== Text section ==
** begin **

Postby steelerdaddy » Tue May 31, 2011 9:35 pm

colton wrote:Shawn,

I agree with a lot of what you say. However, one of the specific RARB judging categories is "innovation". That automatically makes me (as a reviewer) compare the song to other versions of the same song. Granted that's probably not the ONLY aspect of innovation that could/should be considered, but it seems like that is ONE of the aspects that should be considered when scoring an album.


John,

If you read the second part of that paragraph, I did notate that if the need to "call out" a lack of creativity on the groups part is part of the review, a reference to a group that DID do the song choice more creatively would be nice to have. That said, you're right, it should be part of the overall grade for that part of the review...but how much of that grade is failure to execute that song choice as opposed to just the song choice itself?

In this review (http://rarb.org/reviews/1094.html#), for example, while the second reviewer sites song choice as a detriment to the actual review, he also gives a comparison example for a couple of songs and a source where he thought it was executed more effectively and a place where we can find that version. Sometimes, when a review references songs that were 'done better elsewhere' (to paraphrase), it's missing that example of 'done better elsewhere' that a reader who isn't as deep into the scene as many people who frequent this board are could use to help understand the review (not to mention the group that uses these reviews to work towards improvement)

** end **

== Available data ==

** begin **

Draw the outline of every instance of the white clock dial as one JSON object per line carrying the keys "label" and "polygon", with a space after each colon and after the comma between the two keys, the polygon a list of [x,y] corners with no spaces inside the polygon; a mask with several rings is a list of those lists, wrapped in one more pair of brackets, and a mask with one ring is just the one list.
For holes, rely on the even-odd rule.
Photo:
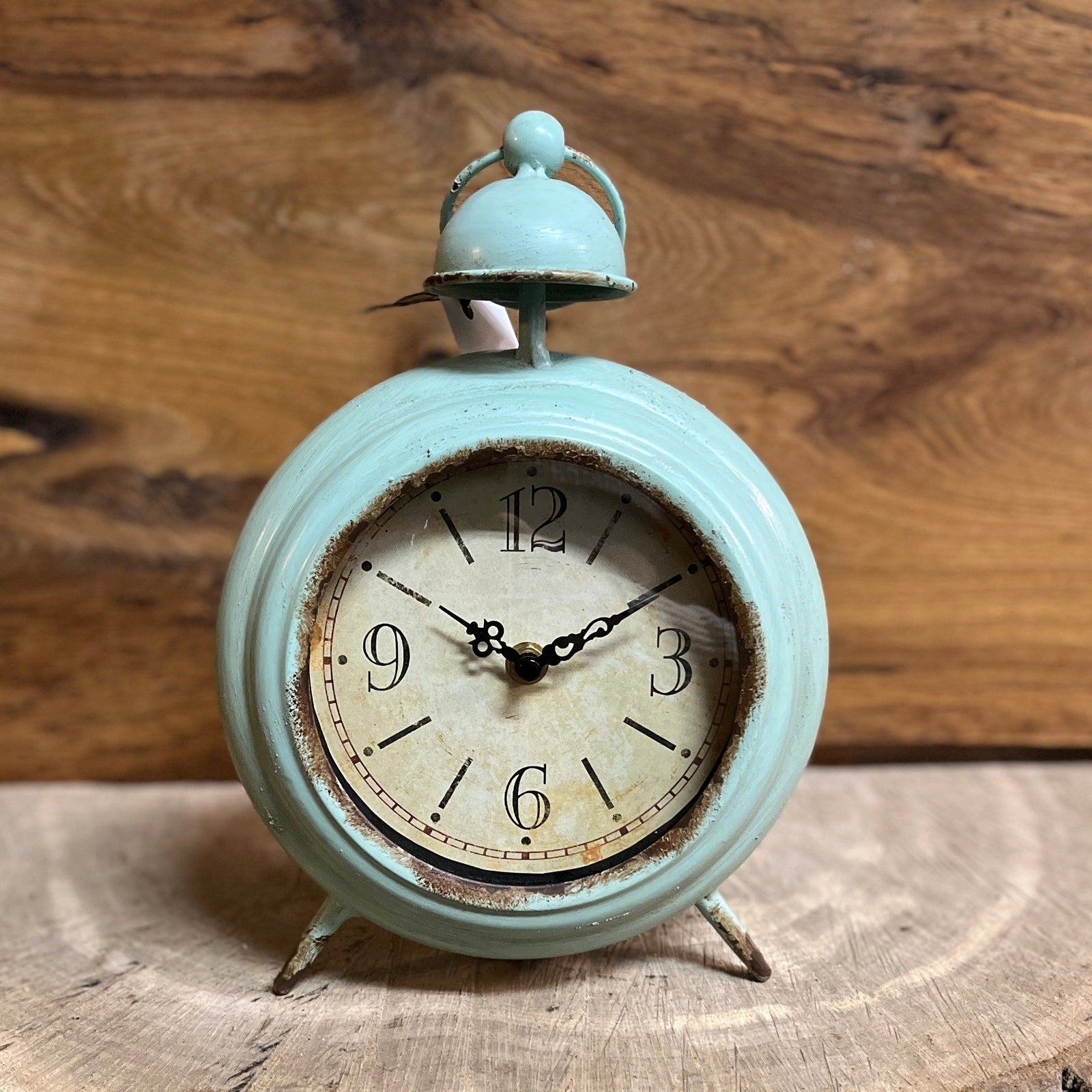
{"label": "white clock dial", "polygon": [[311,699],[373,826],[541,885],[680,819],[735,731],[743,655],[682,520],[597,467],[478,454],[360,529],[320,598]]}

** end **

== Requirements ==
Copy word for word the part of the forum post on album reviews from "I agree with" up to and including "scoring an album.".

== Answer for the task ==
I agree with a lot of what you say. However, one of the specific RARB judging categories is "innovation". That automatically makes me (as a reviewer) compare the song to other versions of the same song. Granted that's probably not the ONLY aspect of innovation that could/should be considered, but it seems like that is ONE of the aspects that should be considered when scoring an album.